(WHAT IS EXPECTED): Reproduce every one of the items below, line for line, with no changes.

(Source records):
>>>>
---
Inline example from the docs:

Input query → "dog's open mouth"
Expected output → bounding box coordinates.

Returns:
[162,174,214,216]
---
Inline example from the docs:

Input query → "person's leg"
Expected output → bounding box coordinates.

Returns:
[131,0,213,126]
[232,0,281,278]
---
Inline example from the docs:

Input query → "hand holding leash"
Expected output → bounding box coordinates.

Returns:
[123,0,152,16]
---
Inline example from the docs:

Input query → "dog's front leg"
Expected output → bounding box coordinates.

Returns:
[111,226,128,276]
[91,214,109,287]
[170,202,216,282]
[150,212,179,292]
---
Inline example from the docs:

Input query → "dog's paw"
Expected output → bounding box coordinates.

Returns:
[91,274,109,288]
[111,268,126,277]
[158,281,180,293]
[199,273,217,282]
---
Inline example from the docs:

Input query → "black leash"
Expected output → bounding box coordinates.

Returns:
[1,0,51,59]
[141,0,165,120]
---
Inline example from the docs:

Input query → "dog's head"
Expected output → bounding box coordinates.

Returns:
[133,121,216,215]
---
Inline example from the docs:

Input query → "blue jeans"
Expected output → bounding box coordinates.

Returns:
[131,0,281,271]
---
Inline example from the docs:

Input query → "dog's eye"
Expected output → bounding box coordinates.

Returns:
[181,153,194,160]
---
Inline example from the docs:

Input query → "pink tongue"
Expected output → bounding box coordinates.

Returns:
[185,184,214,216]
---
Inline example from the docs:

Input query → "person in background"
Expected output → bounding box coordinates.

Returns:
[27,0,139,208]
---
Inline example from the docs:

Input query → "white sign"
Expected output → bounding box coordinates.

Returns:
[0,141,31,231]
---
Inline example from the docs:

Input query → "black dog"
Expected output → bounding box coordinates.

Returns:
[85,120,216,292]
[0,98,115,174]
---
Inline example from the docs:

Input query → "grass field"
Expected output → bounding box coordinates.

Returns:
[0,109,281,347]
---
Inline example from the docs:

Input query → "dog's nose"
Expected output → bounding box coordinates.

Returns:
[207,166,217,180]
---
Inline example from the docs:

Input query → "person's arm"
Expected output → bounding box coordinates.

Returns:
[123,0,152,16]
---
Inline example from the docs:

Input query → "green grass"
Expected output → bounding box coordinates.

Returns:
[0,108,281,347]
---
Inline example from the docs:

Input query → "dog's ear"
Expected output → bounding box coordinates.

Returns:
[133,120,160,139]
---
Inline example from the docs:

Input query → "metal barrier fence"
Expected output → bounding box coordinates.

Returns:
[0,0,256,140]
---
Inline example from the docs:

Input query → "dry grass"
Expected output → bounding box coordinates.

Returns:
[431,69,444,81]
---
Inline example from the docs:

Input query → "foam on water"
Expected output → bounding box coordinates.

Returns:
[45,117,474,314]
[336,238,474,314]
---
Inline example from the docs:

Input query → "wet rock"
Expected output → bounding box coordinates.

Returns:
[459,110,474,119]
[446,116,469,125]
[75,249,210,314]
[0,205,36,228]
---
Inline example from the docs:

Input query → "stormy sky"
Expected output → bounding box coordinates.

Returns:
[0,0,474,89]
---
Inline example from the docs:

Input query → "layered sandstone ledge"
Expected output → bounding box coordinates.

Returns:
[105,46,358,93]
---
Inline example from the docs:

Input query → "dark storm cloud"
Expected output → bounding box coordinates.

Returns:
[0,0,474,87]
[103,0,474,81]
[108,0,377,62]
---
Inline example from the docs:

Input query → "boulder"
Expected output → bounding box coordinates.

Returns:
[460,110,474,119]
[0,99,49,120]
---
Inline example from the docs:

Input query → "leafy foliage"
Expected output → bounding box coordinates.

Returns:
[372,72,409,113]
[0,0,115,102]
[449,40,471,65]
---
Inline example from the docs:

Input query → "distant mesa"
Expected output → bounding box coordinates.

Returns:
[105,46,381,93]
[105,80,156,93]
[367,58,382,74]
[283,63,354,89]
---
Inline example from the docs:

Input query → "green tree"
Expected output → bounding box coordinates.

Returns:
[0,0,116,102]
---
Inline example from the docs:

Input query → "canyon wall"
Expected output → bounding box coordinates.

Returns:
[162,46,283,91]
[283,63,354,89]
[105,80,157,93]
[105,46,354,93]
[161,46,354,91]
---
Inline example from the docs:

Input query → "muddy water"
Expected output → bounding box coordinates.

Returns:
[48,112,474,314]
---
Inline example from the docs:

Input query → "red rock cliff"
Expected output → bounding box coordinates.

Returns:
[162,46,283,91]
<<<<
(FINAL RESULT):
---
Inline example from the docs:

Input query → "dog's open mouth"
Expected output → bounding box coordinates.

Returns:
[162,174,214,216]
---
Inline example from the docs:

Input query → "person's leg"
Expected output → bounding box coordinates.

Returns:
[131,0,213,126]
[232,0,281,278]
---
Inline example from the docs:

Input query → "hand holding leash"
Expected output → bounding box coordinates.

Returns:
[123,0,152,16]
---
Inline example from the docs:

Input query → "dog's front leg"
Expected output → bounding box coordinates.

Returns:
[111,226,128,276]
[91,214,109,287]
[170,202,216,282]
[150,212,179,292]
---
Inline example from the docs:

Input query → "dog's paw"
Expected output → bounding box coordinates.

Returns:
[91,274,109,288]
[111,268,126,277]
[158,281,180,293]
[199,273,217,282]
---
Inline example from the docs:

Input query → "black leash"
Expected output → bounding box coordinates.

Returns:
[1,0,51,59]
[141,0,165,120]
---
Inline example from the docs:

Input query → "dog's head"
Expected output → bounding box coordinates.

Returns:
[133,121,216,215]
---
Inline example from the docs:

Input query → "blue jeans"
Expected output → bounding box coordinates.

Returns:
[131,0,281,271]
---
Inline example from the docs:

Input query → "dog's eye"
Expected output → bounding box coordinates.

Returns:
[181,153,194,160]
---
Inline example from the docs:

Input query → "pink tongue"
Expected output → bounding box coordinates.

Returns:
[185,184,214,216]
---
Inline example from the docs:

Input query → "person in background"
Expected output → bounding box coordinates.

Returns:
[27,0,139,208]
---
Inline example from the docs:

Input query → "white sign"
Expected output → bounding box coordinates.

Returns:
[0,141,31,231]
---
Inline example from the docs:

Input query → "black dog"
Expected output → bounding box coordinates.

Returns:
[85,120,216,292]
[0,98,115,174]
---
Inline example from the docs:

Input query → "grass field"
Expected output → bounding box coordinates.

Returns:
[0,109,281,347]
---
Inline example from the docs:

Input query → "dog's nose"
Expected output → bounding box coordinates.

Returns:
[207,166,217,180]
---
Inline example from the docs:

Input query → "person's arm"
Expected output → bounding box coordinates.

Returns:
[123,0,152,16]
---
Inline example from the docs:

Input query → "green grass"
Expected output → bounding box coordinates.

Returns:
[0,108,281,347]
---
Inline example from the docs:

Input query → "dog's ear"
Expected output → bounding box coordinates.

Returns:
[133,120,160,139]
---
Inline example from the docs:

Input query → "metal barrier fence"
Expected output → bounding box coordinates.

Returns:
[0,0,256,140]
---
Inline example from the docs:

Input query → "dry grass"
Expected output → bounding box coordinates.

Returns:
[431,69,444,81]
---
Inline example from the docs:

Input query → "foam on water"
Expected output → bounding box coordinates.

Returns:
[45,117,474,314]
[336,238,474,314]
---
Inline example from the docs:

Input query → "wet rock"
Expected output → bounding box coordinates.

Returns:
[459,110,474,119]
[446,116,469,125]
[75,249,210,314]
[0,205,36,228]
---
Inline example from the docs:

Input query → "stormy sky"
Expected output → bounding box coordinates.

Returns:
[0,0,474,89]
---
Inline example from the docs:

Input query → "layered sandstone ledge"
Expected output → bounding box coordinates.

Returns:
[105,46,358,93]
---
Inline example from the docs:

Input query → "dark storm cloud"
Expected output → bounding box coordinates.

Returns:
[0,0,474,87]
[103,0,474,81]
[108,0,377,62]
---
Inline example from the docs:

Input query → "boulder"
Expected output → bounding box coordinates.

Returns:
[460,110,474,119]
[0,99,49,120]
---
Inline example from the docs:

Input query → "leafy foliage"
Expected output → bounding box coordinates.

Returns:
[372,72,409,113]
[0,0,115,102]
[449,40,471,65]
---
Inline example from the docs:

Input query → "distant mesa"
Expected output → bounding box coordinates.

Returns:
[105,46,381,93]
[105,80,156,93]
[367,58,382,74]
[283,63,354,89]
---
Inline example from the docs:

Input query → "green tree"
Expected output → bounding box coordinates.

Returns:
[0,0,116,102]
---
Inline example from the docs:

Input query → "canyon wall"
Expected output → bounding box coordinates.

Returns:
[162,46,283,91]
[283,63,354,89]
[105,80,157,93]
[105,46,354,93]
[161,46,354,91]
---
Inline example from the docs:

Input query → "muddy water"
Expected output → bounding box coordinates.

Returns:
[48,112,474,314]
---
Inline example from the docs:

Input query → "red rock cliff"
Expected output → bounding box coordinates.

Returns:
[162,46,283,91]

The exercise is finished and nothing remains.